What you will do —
The records that follow are to be repeated exactly, in full.
——————————
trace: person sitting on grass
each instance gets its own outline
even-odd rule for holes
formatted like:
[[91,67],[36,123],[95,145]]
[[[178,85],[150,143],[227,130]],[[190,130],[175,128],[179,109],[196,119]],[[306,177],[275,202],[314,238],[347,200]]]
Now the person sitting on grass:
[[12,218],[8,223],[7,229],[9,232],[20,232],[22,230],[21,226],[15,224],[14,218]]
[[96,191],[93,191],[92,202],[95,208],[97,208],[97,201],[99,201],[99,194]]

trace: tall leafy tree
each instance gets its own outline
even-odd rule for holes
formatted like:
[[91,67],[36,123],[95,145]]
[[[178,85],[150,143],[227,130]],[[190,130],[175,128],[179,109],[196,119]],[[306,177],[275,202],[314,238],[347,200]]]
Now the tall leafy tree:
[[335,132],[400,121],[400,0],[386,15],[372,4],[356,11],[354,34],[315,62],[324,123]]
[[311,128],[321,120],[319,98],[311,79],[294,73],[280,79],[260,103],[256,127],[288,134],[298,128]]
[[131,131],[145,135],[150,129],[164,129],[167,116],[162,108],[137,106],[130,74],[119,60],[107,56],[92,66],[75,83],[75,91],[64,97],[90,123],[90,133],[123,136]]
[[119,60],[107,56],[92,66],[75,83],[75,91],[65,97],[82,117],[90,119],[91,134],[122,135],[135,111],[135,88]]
——————————
Result —
trace: person sitting on grass
each instance gets its own outline
even-odd rule for holes
formatted like:
[[91,67],[36,123],[95,145]]
[[[178,85],[150,143],[227,130]],[[190,130],[175,128],[179,109],[196,119]],[[306,177],[275,202],[314,238],[347,200]]]
Now the person sitting on grass:
[[12,218],[8,223],[7,229],[9,232],[20,232],[22,230],[21,226],[15,224],[14,218]]
[[96,191],[93,191],[92,202],[95,208],[97,208],[97,201],[99,201],[99,194]]

trace: tall leafy tree
each instance gets its own outline
even-odd rule for holes
formatted like:
[[91,67],[36,123],[95,145]]
[[[178,85],[150,143],[227,130]],[[190,130],[175,128],[179,109],[196,119]],[[306,177],[275,202],[314,238],[347,200]]]
Now the tall leafy tree:
[[335,132],[400,121],[400,0],[386,15],[372,4],[356,11],[354,34],[315,62],[324,123]]
[[311,128],[321,120],[319,98],[311,79],[294,73],[280,79],[260,103],[256,127],[288,134],[298,128]]
[[131,131],[145,135],[150,129],[164,129],[167,116],[162,108],[137,106],[130,74],[119,60],[107,56],[92,66],[75,83],[75,91],[64,97],[90,123],[90,133],[123,136]]
[[119,60],[107,56],[92,66],[75,83],[75,91],[65,97],[82,117],[90,119],[91,134],[122,135],[135,111],[135,88]]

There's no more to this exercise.